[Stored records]
+---+

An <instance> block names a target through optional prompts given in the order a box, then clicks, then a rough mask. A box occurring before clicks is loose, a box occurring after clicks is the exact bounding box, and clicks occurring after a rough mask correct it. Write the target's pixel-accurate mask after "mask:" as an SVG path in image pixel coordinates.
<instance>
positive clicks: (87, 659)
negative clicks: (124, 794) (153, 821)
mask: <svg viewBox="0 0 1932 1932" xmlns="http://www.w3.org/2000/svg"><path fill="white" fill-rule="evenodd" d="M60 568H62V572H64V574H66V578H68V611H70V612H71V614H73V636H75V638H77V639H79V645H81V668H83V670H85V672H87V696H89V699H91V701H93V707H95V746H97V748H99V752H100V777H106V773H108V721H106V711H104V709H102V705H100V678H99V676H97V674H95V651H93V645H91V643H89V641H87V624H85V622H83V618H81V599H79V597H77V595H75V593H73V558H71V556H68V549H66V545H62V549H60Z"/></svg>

+---+

__Try it__
The full data, repeated exactly, is the only acceptable output.

__Expected answer__
An <instance> block names a target through optional prompts given in the order a box, then clicks, then a rough mask. A box occurring before clicks is loose, a box occurring after clicks is the exact bounding box, and clicks occurring after a rough mask correct it. Write the target's pixel-accurate mask after "mask:" as an SVG path in image pixel coordinates.
<instance>
positive clicks: (87, 659)
negative clicks: (124, 794) (153, 821)
mask: <svg viewBox="0 0 1932 1932" xmlns="http://www.w3.org/2000/svg"><path fill="white" fill-rule="evenodd" d="M60 568H62V572H64V574H66V578H68V611H70V612H71V614H73V636H75V638H77V639H79V645H81V668H83V670H85V672H87V696H89V699H91V701H93V707H95V746H97V748H99V752H100V777H106V773H108V721H106V711H104V709H102V705H100V678H99V676H97V674H95V651H93V645H91V643H89V641H87V624H85V622H83V618H81V599H79V597H77V595H75V593H73V558H71V556H68V549H66V545H62V549H60Z"/></svg>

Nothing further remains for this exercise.